▶ [What the task asks]:
Please write out every record exactly, but keep any images out of it.

▶ [Source data]:
────
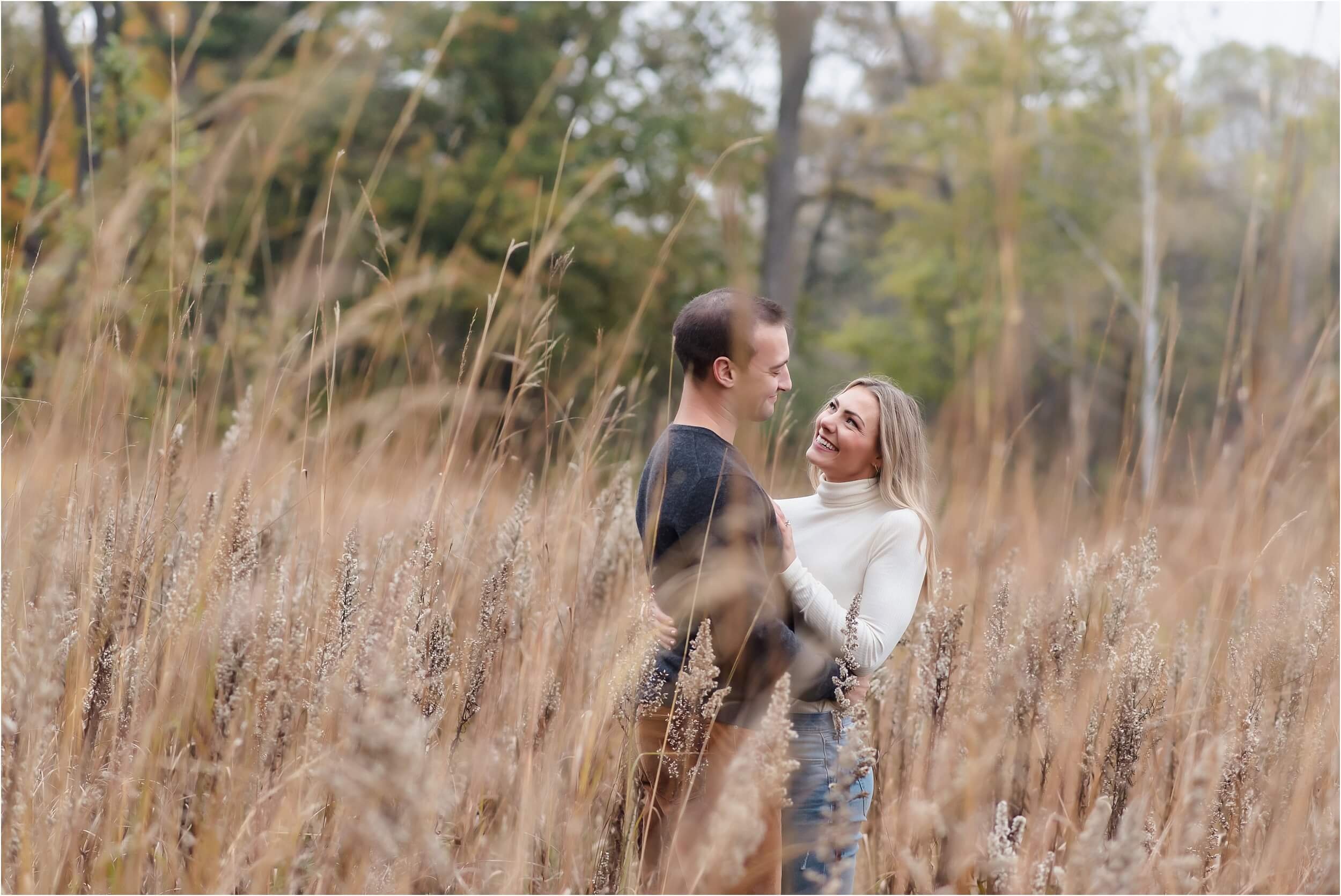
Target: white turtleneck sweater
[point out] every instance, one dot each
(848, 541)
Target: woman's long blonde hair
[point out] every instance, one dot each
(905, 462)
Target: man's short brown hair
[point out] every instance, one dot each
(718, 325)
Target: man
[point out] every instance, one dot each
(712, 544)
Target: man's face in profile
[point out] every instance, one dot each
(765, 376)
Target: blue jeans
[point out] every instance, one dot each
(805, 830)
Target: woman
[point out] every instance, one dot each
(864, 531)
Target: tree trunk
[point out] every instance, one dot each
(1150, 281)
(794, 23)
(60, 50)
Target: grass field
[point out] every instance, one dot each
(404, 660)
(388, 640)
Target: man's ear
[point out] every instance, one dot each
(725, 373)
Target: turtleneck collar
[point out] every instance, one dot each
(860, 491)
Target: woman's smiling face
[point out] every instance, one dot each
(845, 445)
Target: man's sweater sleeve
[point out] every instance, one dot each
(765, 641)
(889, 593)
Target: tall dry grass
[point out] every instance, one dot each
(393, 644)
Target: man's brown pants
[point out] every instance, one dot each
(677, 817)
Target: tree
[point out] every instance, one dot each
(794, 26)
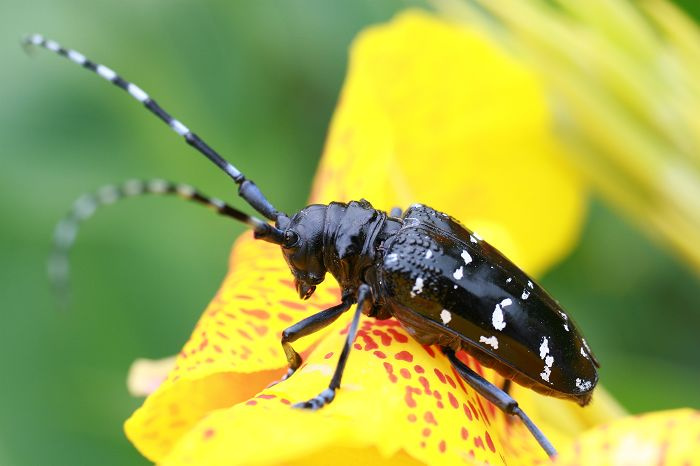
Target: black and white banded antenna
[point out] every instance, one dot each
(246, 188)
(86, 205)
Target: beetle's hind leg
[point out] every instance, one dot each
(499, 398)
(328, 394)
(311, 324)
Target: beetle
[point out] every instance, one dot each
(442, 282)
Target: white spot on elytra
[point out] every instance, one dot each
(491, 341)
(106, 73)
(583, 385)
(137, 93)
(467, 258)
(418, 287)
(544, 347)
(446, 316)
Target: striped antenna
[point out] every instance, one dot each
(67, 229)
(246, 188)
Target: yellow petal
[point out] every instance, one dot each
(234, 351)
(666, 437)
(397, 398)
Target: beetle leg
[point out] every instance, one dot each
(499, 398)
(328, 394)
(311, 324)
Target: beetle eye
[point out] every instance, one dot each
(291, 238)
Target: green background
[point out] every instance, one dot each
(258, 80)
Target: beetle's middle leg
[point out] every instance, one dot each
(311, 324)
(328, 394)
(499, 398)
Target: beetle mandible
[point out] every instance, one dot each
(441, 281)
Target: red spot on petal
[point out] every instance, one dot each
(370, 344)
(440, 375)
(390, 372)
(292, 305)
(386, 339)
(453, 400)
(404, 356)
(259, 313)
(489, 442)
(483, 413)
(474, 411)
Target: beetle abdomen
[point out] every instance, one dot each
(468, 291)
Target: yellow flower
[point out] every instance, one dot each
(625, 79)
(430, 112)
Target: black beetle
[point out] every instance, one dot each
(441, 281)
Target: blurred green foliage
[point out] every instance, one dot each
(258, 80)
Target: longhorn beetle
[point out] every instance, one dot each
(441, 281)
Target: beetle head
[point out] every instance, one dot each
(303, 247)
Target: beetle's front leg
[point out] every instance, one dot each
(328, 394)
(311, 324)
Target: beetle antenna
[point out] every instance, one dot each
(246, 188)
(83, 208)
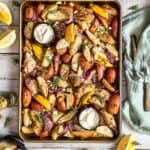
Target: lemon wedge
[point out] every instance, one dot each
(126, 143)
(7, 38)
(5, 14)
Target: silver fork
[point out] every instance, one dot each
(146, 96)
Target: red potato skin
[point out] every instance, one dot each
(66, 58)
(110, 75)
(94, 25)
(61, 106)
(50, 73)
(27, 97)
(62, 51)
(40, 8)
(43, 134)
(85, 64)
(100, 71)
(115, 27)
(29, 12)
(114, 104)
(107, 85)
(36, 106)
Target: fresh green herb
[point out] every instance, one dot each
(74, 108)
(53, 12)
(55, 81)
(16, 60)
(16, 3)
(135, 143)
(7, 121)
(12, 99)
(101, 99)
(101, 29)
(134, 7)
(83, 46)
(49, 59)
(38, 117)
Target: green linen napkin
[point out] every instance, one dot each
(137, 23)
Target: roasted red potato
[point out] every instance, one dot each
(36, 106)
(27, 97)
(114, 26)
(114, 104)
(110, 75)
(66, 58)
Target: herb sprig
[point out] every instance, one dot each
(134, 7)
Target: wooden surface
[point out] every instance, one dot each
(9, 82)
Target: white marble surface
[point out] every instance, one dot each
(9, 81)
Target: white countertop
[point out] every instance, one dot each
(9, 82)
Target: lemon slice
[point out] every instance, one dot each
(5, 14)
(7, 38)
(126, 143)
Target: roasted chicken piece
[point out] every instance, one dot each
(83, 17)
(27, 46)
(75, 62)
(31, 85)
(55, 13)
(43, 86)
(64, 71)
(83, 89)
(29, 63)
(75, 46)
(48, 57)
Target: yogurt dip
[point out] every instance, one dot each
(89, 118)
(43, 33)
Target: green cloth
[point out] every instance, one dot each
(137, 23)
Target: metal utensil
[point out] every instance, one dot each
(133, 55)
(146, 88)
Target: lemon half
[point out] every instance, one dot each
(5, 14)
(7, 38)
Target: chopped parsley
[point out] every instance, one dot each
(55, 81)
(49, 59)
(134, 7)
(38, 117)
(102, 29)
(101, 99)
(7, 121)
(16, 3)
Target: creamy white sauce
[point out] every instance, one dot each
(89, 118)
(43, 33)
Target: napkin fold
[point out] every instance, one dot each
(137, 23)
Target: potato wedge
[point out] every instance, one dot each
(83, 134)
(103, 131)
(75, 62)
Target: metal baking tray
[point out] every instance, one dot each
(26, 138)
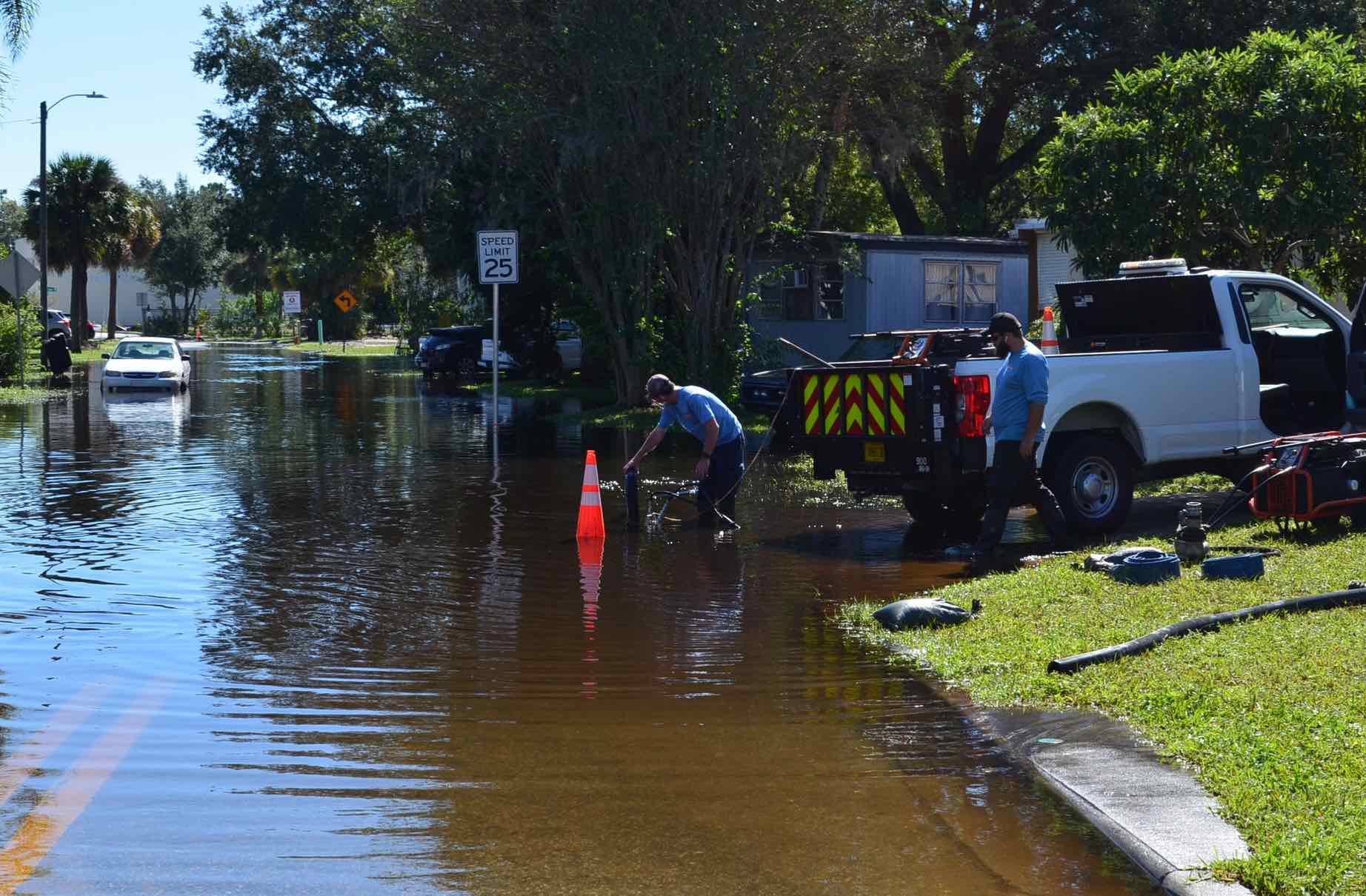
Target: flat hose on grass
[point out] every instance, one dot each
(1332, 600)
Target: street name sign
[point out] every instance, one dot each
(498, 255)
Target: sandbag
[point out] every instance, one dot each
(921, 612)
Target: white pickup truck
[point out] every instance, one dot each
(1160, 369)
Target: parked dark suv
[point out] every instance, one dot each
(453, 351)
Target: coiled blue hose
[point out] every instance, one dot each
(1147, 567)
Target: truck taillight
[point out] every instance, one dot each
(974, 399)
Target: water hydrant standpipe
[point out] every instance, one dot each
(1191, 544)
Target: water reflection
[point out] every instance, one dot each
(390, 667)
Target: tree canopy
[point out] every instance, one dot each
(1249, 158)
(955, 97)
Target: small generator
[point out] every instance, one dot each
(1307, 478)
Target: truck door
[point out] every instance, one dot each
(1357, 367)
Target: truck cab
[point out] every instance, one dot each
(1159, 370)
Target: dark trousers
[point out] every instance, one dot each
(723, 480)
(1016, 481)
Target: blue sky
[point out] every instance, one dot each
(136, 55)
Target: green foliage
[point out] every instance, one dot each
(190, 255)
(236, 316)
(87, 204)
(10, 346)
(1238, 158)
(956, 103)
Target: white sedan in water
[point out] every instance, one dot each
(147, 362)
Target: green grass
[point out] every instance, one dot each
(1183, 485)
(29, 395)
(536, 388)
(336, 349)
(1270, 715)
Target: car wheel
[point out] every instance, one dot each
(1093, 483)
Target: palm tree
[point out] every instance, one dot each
────
▶ [Answer box]:
Target: white turtleneck sweater
[point out] every instance, one dot each
(848, 541)
Target: woman's long blonde hair
[point out] every instance, one dot each
(905, 462)
Target: man's short brown hair
[point out] every instance, one dot each
(718, 325)
Target: man
[point out] every instance, one dot each
(712, 544)
Target: man's face in profile
[point out] every instance, one dot each
(765, 376)
Target: blue jeans
[point out] every instance, one dot each
(805, 830)
Target: woman
[point out] every instance, one dot each
(864, 531)
Target: tree trunk
[point out] every instance, one dot each
(1150, 281)
(794, 23)
(60, 50)
Target: grass field
[point out] every instance, one dot each
(404, 660)
(388, 640)
Target: man's ear
[point out] every instance, one dot each
(725, 373)
Target: turtleneck collar
[point out] every instance, one dot each
(860, 491)
Target: woman's smiling face
[point out] every instance, one dot each
(845, 445)
Target: man's sweater sleeve
[point out] every instance, one dot each
(765, 641)
(889, 593)
Target: tall dry grass
[point out] every instance, one dot each
(393, 644)
Target: man's brown pants
[point out] every instance, one dot each
(677, 817)
Target: tree
[point out] every instance, one dot each
(794, 26)
Target: black and white banded antenna
[point out] every instance, one dot each
(246, 188)
(86, 205)
Target: beetle's hind leg
[point out] every instance, one dot each
(499, 398)
(328, 394)
(311, 324)
Target: beetle
[point out] every instance, one dot each
(442, 282)
Target: white spot on elytra
[point out] every instance, one dot each
(491, 341)
(106, 73)
(583, 385)
(137, 93)
(467, 258)
(418, 287)
(544, 347)
(446, 316)
Target: striped antenna
[point out] every instance, one dot each
(67, 229)
(246, 188)
Target: yellow petal
[point out] every instance, one dot each
(234, 351)
(666, 437)
(397, 398)
Target: beetle leg
[point out] every instance, one dot each
(499, 398)
(328, 394)
(311, 324)
Target: beetle eye
[point out] every instance, one dot each
(291, 238)
Target: green background
[point out] every instance, one dot each
(258, 80)
Target: beetle's middle leg
[point out] every instance, one dot each
(311, 324)
(328, 394)
(499, 398)
Target: beetle mandible
[point out] every instance, one dot each
(441, 281)
Target: red spot on petal
[point out] every instance, one dot each
(370, 344)
(440, 375)
(390, 372)
(292, 305)
(386, 339)
(453, 400)
(404, 356)
(259, 313)
(489, 442)
(483, 413)
(474, 411)
Target: beetle abdomen
[point out] every instance, one dot each
(468, 291)
Target: yellow flower
[point out] every instance, one dot each
(625, 79)
(430, 112)
Target: black beetle
[point out] every instance, one dot each
(441, 281)
Target: blurred green foliage
[point out] every instance, one dot each
(258, 80)
Target: longhorn beetle
[point out] every instance, one dot each
(441, 281)
Target: beetle head
[point out] every instance, one dot each
(303, 247)
Target: beetle's front leg
[point out] every instance, one dot each
(328, 394)
(311, 324)
Target: beetle antenna
[point out] every instance, one dot each
(246, 188)
(83, 208)
Target: lemon wedge
[point out] every instance, one dot each
(126, 143)
(7, 38)
(5, 14)
Target: silver fork
[point out] every instance, one dot each
(146, 96)
Target: red potato skin
[point out] every instance, one dot each
(66, 58)
(110, 75)
(94, 25)
(61, 106)
(50, 73)
(27, 97)
(62, 51)
(40, 8)
(43, 134)
(85, 64)
(100, 71)
(115, 27)
(29, 12)
(114, 104)
(107, 85)
(36, 106)
Target: fresh green herb
[point out] every instance, one dot each
(74, 108)
(53, 12)
(55, 81)
(16, 60)
(16, 3)
(135, 143)
(7, 121)
(12, 99)
(101, 99)
(101, 29)
(134, 7)
(83, 46)
(49, 59)
(38, 117)
Target: green linen napkin
[point out] every instance, one dot each
(137, 23)
Target: roasted red potato
[point out] every instance, one dot each
(36, 106)
(27, 97)
(114, 26)
(114, 104)
(110, 75)
(66, 58)
Target: herb sprig
[point out] every instance, one dot each
(134, 7)
Target: wooden surface
[point out] every instance, one dot each
(9, 82)
Target: white marble surface
[point out] every instance, one dot each
(9, 81)
Target: white countertop
[point out] every instance, one dot each
(9, 82)
Target: lemon slice
[point out] every instance, one dot each
(5, 14)
(7, 38)
(126, 143)
Target: roasted chicken piece
[point out] every instance, one dot each
(83, 17)
(27, 46)
(75, 62)
(31, 85)
(55, 13)
(43, 86)
(64, 71)
(83, 89)
(29, 63)
(75, 46)
(48, 57)
Target: yogurt dip
[point out] every instance, one dot each
(89, 118)
(43, 33)
Target: green cloth
[point out] every instance, one dot each
(137, 23)
Target: metal utensil
[point out] every instance, one dot each
(133, 55)
(146, 88)
Target: lemon half
[point out] every instance, one dot each
(5, 14)
(7, 38)
Target: chopped parsley
[point out] every instance, one dot each
(55, 81)
(49, 59)
(134, 7)
(38, 117)
(102, 29)
(101, 99)
(7, 121)
(16, 3)
Target: creamy white sauce
[point out] every instance, one dot each
(89, 118)
(43, 33)
Target: napkin fold
[point out] every instance, one dot each
(137, 23)
Target: potato wedge
[point out] every instance, one dot each
(83, 134)
(103, 131)
(75, 62)
Target: metal baking tray
[point out] every instance, one dot each
(26, 138)
Target: flat hose on grass
[point out] every instance, one dot each
(1332, 600)
Target: street name sign
[point out] every instance, one dot each
(498, 255)
Target: sandbag
[point out] every instance, one dot each
(921, 612)
Target: white pickup truck
[point out] every instance, one dot each
(1160, 369)
Target: parked dark suv
[point out] every instance, one dot each
(453, 351)
Target: coiled blue hose
[point out] every instance, one dot each
(1147, 567)
Target: truck taillight
[point out] every instance, one dot each
(974, 399)
Target: water hydrant standpipe
[point out] every instance, one dot each
(1191, 544)
Target: water reflection
[point out] every instance, one dot each
(390, 667)
Target: tree canopy
[point out] every instance, one dot each
(1249, 158)
(955, 97)
Target: small generator
[point out] every instance, one dot each
(1307, 478)
Target: truck door
[point out] every instance, one dot each
(1357, 367)
Target: truck cab
[point out] every instance, one dot each
(1159, 370)
Target: dark trousers
[point out] every instance, one dot each
(723, 480)
(1016, 481)
Target: blue sky
[point out] every instance, one dot each
(136, 55)
Target: green foliage
[point out] every instance, one dot each
(190, 255)
(236, 316)
(87, 204)
(10, 346)
(1238, 158)
(956, 103)
Target: white sedan in water
[point out] every instance, one dot each
(147, 362)
Target: green grass
[point out] every instance, one dot each
(1183, 485)
(29, 395)
(536, 388)
(336, 349)
(1270, 715)
Target: car wheel
[point out] every instance, one dot each
(1093, 483)
Target: palm tree
[point out] every instance, one dot each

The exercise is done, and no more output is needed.